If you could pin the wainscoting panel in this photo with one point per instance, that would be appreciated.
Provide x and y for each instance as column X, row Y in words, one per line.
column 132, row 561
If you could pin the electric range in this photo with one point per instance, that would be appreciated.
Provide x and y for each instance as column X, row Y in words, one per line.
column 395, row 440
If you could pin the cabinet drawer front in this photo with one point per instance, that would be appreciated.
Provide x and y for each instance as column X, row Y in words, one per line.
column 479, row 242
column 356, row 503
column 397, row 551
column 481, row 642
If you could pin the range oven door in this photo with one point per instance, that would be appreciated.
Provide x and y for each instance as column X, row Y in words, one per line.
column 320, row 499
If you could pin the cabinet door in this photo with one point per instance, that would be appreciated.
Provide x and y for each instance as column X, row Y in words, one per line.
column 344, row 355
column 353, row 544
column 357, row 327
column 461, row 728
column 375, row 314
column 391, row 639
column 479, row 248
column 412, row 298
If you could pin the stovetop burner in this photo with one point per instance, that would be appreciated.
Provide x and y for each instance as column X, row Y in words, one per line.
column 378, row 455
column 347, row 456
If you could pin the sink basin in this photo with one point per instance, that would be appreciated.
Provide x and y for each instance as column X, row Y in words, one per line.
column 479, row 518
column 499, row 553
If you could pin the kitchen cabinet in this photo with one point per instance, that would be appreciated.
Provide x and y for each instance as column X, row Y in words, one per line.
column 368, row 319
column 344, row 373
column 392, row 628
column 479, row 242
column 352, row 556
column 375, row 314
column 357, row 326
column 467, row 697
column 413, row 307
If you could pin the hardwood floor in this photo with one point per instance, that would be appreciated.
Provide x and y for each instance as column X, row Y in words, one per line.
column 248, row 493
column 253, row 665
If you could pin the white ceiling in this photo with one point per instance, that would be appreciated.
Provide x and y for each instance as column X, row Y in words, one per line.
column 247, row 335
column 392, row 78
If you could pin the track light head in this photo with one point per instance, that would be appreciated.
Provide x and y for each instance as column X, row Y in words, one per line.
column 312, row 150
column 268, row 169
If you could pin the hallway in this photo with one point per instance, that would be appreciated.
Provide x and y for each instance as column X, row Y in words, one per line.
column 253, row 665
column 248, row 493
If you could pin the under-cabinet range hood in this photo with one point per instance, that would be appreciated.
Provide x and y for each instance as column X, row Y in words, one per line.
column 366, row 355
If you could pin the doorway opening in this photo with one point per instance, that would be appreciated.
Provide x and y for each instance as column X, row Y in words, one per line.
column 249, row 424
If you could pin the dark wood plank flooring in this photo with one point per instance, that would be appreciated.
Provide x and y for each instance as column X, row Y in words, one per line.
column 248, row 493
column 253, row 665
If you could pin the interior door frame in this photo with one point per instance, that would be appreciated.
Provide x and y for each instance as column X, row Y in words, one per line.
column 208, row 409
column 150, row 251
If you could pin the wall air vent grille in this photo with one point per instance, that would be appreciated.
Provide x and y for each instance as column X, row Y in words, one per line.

| GOAL |
Put the lines above, from the line holding "If you could pin the cabinet drawer" through the line holding "column 320, row 499", inclusive, into a Markdown table with a Number column and a Text column. Number the rows and skip blank lines.

| EXERCISE SOLUTION |
| Number | Text |
|---|---|
| 1 | If you could pin the cabinet drawer front in this photo with one point per instance, that would be appreciated. |
| 2 | Provide x and y for each instance as column X, row Y in words, one per line. |
| 3 | column 479, row 242 |
| 4 | column 356, row 503 |
| 5 | column 397, row 551 |
| 6 | column 481, row 642 |
| 7 | If you could pin the range oven door in this photo with one point per instance, that would be appreciated. |
| 8 | Provide x and y for each instance as column X, row Y in words, one per line. |
| 9 | column 320, row 499 |